Update the listing below by replacing "each instance" with "every instance" wherever it occurs, leaving everything else unchanged. Omit the pictures from your answer.

+++++

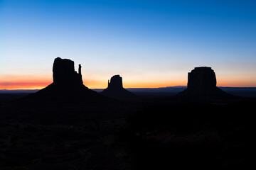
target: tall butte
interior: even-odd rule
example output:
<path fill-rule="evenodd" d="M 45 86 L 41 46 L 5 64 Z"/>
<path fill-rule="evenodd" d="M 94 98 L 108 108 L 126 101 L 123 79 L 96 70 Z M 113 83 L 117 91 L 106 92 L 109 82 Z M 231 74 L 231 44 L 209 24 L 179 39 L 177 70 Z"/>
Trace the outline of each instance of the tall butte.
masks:
<path fill-rule="evenodd" d="M 117 98 L 128 99 L 135 97 L 135 94 L 129 92 L 123 87 L 122 79 L 119 75 L 114 75 L 108 80 L 107 88 L 101 93 L 103 96 Z"/>
<path fill-rule="evenodd" d="M 86 103 L 105 100 L 103 96 L 89 89 L 82 83 L 81 64 L 78 73 L 74 62 L 69 59 L 55 58 L 53 67 L 53 82 L 28 96 L 43 102 Z"/>
<path fill-rule="evenodd" d="M 216 86 L 214 71 L 208 67 L 195 67 L 188 74 L 188 87 L 177 96 L 201 101 L 220 100 L 233 97 Z"/>

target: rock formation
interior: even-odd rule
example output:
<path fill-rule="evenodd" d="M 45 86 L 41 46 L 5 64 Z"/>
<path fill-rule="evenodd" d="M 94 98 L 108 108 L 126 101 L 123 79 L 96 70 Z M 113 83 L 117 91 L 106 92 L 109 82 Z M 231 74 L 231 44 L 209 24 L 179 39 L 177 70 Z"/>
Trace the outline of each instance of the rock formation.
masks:
<path fill-rule="evenodd" d="M 135 95 L 123 88 L 122 79 L 119 75 L 114 75 L 108 80 L 108 86 L 101 93 L 102 95 L 118 99 L 131 98 Z"/>
<path fill-rule="evenodd" d="M 53 83 L 65 85 L 82 85 L 81 64 L 78 73 L 75 71 L 74 62 L 68 59 L 55 58 L 53 67 Z"/>
<path fill-rule="evenodd" d="M 214 71 L 208 67 L 195 67 L 188 74 L 188 87 L 177 96 L 183 99 L 214 101 L 232 97 L 216 86 Z"/>
<path fill-rule="evenodd" d="M 82 80 L 81 64 L 78 73 L 75 71 L 74 62 L 60 57 L 54 60 L 53 67 L 53 83 L 29 95 L 31 101 L 36 99 L 41 102 L 49 103 L 96 103 L 107 101 L 100 94 L 86 87 Z M 107 99 L 109 100 L 109 99 Z"/>
<path fill-rule="evenodd" d="M 210 67 L 195 67 L 188 76 L 188 89 L 216 88 L 216 76 Z"/>

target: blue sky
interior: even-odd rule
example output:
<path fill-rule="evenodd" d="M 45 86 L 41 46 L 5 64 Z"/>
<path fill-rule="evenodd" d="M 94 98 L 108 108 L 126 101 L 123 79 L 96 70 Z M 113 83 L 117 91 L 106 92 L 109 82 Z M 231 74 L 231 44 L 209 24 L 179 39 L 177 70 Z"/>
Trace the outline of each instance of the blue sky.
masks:
<path fill-rule="evenodd" d="M 198 66 L 211 67 L 218 85 L 256 86 L 255 8 L 246 0 L 0 0 L 0 81 L 51 79 L 60 57 L 82 64 L 90 88 L 117 74 L 127 87 L 186 85 Z"/>

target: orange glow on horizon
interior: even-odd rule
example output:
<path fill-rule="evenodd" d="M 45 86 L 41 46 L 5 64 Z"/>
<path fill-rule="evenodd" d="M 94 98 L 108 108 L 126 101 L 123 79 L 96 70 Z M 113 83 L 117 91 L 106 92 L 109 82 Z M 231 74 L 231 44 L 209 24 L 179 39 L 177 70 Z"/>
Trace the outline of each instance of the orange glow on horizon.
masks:
<path fill-rule="evenodd" d="M 34 80 L 34 81 L 0 81 L 0 89 L 14 90 L 14 89 L 41 89 L 53 81 L 48 80 Z M 123 86 L 124 88 L 159 88 L 159 87 L 167 87 L 167 86 L 186 86 L 187 82 L 133 82 L 127 81 L 123 82 Z M 85 86 L 89 89 L 106 89 L 107 84 L 105 81 L 95 82 L 92 81 L 84 81 Z M 223 81 L 217 84 L 218 86 L 233 86 L 233 87 L 252 87 L 256 86 L 256 84 L 248 85 L 245 84 L 242 82 L 228 82 Z"/>
<path fill-rule="evenodd" d="M 48 76 L 46 77 L 48 77 Z M 3 79 L 5 79 L 3 81 Z M 221 79 L 217 81 L 218 86 L 255 87 L 256 82 L 249 81 Z M 52 78 L 33 77 L 30 76 L 11 76 L 0 79 L 0 89 L 41 89 L 53 82 Z M 102 79 L 83 79 L 83 84 L 89 89 L 106 89 L 107 81 Z M 154 79 L 149 80 L 123 79 L 124 88 L 159 88 L 174 86 L 186 86 L 187 80 L 166 81 Z"/>

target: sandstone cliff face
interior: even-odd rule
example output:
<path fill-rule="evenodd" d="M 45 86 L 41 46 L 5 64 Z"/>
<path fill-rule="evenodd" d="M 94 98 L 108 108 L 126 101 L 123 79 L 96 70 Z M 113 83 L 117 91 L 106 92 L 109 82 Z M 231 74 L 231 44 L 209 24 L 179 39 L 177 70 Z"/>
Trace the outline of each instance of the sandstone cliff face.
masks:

+++++

Full answer:
target: tall butte
interior: even-odd rule
example output:
<path fill-rule="evenodd" d="M 45 86 L 41 46 L 5 64 Z"/>
<path fill-rule="evenodd" d="M 94 98 L 108 108 L 126 101 L 123 79 L 96 70 Z M 113 83 L 117 91 L 106 92 L 109 82 Z M 231 74 L 231 44 L 209 24 L 179 39 L 177 70 Z"/>
Trace the outline of every instance of the tall butte.
masks:
<path fill-rule="evenodd" d="M 117 98 L 128 99 L 135 97 L 135 94 L 129 92 L 123 87 L 122 79 L 119 75 L 114 75 L 108 80 L 107 88 L 101 93 L 103 96 Z"/>
<path fill-rule="evenodd" d="M 86 103 L 105 100 L 103 96 L 89 89 L 82 83 L 81 64 L 78 73 L 74 62 L 69 59 L 55 58 L 53 67 L 53 82 L 28 96 L 43 102 Z"/>
<path fill-rule="evenodd" d="M 216 86 L 214 71 L 208 67 L 195 67 L 188 74 L 188 87 L 177 96 L 201 101 L 220 100 L 233 97 Z"/>

target: rock formation
interior: even-odd rule
example output:
<path fill-rule="evenodd" d="M 45 86 L 41 46 L 5 64 Z"/>
<path fill-rule="evenodd" d="M 94 98 L 108 108 L 126 101 L 123 79 L 96 70 Z M 113 83 L 117 91 L 106 92 L 109 82 Z M 231 74 L 231 44 L 209 24 L 179 39 L 177 70 Z"/>
Trace the outline of every instance of the rock formation.
masks:
<path fill-rule="evenodd" d="M 135 95 L 123 88 L 122 79 L 119 75 L 114 75 L 108 80 L 108 86 L 101 93 L 102 95 L 118 99 L 131 98 Z"/>
<path fill-rule="evenodd" d="M 53 83 L 65 85 L 82 85 L 81 64 L 78 73 L 75 71 L 74 62 L 68 59 L 55 58 L 53 67 Z"/>
<path fill-rule="evenodd" d="M 214 71 L 208 67 L 195 67 L 188 74 L 188 87 L 177 96 L 183 99 L 214 101 L 232 97 L 216 86 Z"/>
<path fill-rule="evenodd" d="M 82 80 L 81 64 L 78 73 L 75 71 L 74 62 L 60 57 L 54 60 L 53 67 L 53 83 L 29 95 L 31 101 L 36 99 L 41 102 L 49 103 L 96 103 L 107 101 L 100 94 L 86 87 Z M 107 99 L 109 100 L 109 99 Z"/>
<path fill-rule="evenodd" d="M 210 67 L 195 67 L 188 76 L 188 89 L 216 88 L 216 76 Z"/>

target: blue sky
interior: even-odd rule
example output:
<path fill-rule="evenodd" d="M 45 86 L 41 46 L 5 64 Z"/>
<path fill-rule="evenodd" d="M 94 98 L 108 108 L 126 101 L 123 79 L 96 70 Z M 113 83 L 117 91 L 106 92 L 109 82 Z M 231 74 L 231 44 L 209 24 L 179 39 L 177 70 Z"/>
Trace the outline of every instance of the blue sky.
masks:
<path fill-rule="evenodd" d="M 198 66 L 211 67 L 218 85 L 256 86 L 255 8 L 246 0 L 0 0 L 0 81 L 51 79 L 60 57 L 82 64 L 90 88 L 117 74 L 127 87 L 186 85 Z"/>

target: orange glow on horizon
interior: even-odd rule
example output:
<path fill-rule="evenodd" d="M 45 86 L 41 46 L 5 64 Z"/>
<path fill-rule="evenodd" d="M 94 98 L 108 108 L 126 101 L 123 79 L 96 70 Z M 113 83 L 117 91 L 106 92 L 109 82 Z M 231 74 L 231 44 L 209 24 L 179 39 L 177 70 Z"/>
Trace the outline of every instance of the orange glow on horizon.
masks:
<path fill-rule="evenodd" d="M 34 80 L 34 81 L 0 81 L 0 89 L 14 90 L 14 89 L 41 89 L 53 81 L 48 80 Z M 123 86 L 124 88 L 159 88 L 159 87 L 167 87 L 167 86 L 186 86 L 187 82 L 133 82 L 127 81 L 123 82 Z M 85 86 L 89 89 L 106 89 L 107 84 L 105 81 L 95 82 L 92 81 L 84 81 Z M 223 81 L 217 84 L 218 86 L 233 86 L 233 87 L 252 87 L 256 86 L 256 84 L 248 85 L 245 84 L 242 82 L 228 82 Z"/>
<path fill-rule="evenodd" d="M 48 76 L 46 77 L 48 77 Z M 3 79 L 5 79 L 3 81 Z M 221 79 L 217 81 L 218 86 L 255 87 L 256 82 L 249 81 Z M 52 78 L 33 77 L 30 76 L 11 76 L 0 79 L 0 89 L 41 89 L 53 82 Z M 102 79 L 83 79 L 83 84 L 89 89 L 106 89 L 107 81 Z M 154 79 L 149 80 L 123 79 L 124 88 L 159 88 L 174 86 L 186 86 L 187 80 L 166 81 Z"/>

target: sandstone cliff face
interior: even-odd rule
example output:
<path fill-rule="evenodd" d="M 45 86 L 41 46 L 5 64 Z"/>
<path fill-rule="evenodd" d="M 94 98 L 108 108 L 126 101 L 123 79 L 96 70 Z M 113 83 L 117 91 L 106 92 L 109 82 Z M 231 74 L 231 44 L 209 24 L 179 39 L 177 70 Z"/>
Trace the outline of every instance of the sandstone cliff face.
masks:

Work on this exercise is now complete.